:: Task prompt ::
Find the line containing "TARGET = person walking". Retype it and every line after it through the end of the entries, exactly as written, with nothing added.

:: Provided records ::
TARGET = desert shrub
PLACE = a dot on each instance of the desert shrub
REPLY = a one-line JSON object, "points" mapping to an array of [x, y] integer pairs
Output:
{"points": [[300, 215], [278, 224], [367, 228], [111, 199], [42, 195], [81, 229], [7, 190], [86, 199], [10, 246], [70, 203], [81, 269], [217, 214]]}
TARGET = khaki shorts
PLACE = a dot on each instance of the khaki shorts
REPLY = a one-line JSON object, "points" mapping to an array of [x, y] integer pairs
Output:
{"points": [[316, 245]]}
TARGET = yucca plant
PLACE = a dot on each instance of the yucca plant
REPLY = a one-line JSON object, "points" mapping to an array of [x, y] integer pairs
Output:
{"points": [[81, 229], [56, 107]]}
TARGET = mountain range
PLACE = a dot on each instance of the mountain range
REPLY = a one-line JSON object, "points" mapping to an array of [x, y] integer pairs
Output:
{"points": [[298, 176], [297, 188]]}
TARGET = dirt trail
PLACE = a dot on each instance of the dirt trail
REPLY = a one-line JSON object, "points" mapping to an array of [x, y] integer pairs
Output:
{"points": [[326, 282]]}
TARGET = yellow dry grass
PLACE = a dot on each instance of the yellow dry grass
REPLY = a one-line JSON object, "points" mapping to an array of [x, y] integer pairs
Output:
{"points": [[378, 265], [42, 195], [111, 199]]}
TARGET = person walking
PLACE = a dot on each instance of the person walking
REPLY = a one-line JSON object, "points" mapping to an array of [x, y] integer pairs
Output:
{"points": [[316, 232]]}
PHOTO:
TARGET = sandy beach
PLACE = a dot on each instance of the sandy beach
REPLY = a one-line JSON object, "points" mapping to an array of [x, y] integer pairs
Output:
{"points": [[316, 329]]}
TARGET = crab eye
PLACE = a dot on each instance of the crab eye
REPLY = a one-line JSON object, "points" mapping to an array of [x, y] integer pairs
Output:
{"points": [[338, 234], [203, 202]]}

:: Output for this exercise ::
TARGET = person walking
PLACE = a dot on each instance of the person walking
REPLY = a one-line JSON object, "points" mapping to an array of [x, y] integer pairs
Output:
{"points": [[316, 232]]}
PHOTO:
TARGET = sandy beach
PLACE = a dot on each instance of the sandy beach
REPLY = a one-line JSON object, "points" mapping to an array of [x, y] integer pairs
Output:
{"points": [[316, 329]]}
TARGET = crab eye
PLACE = a dot on each instance of the crab eye
REPLY = a one-line JSON object, "points" mapping to an array of [x, y] integer pairs
Output:
{"points": [[338, 234], [203, 202]]}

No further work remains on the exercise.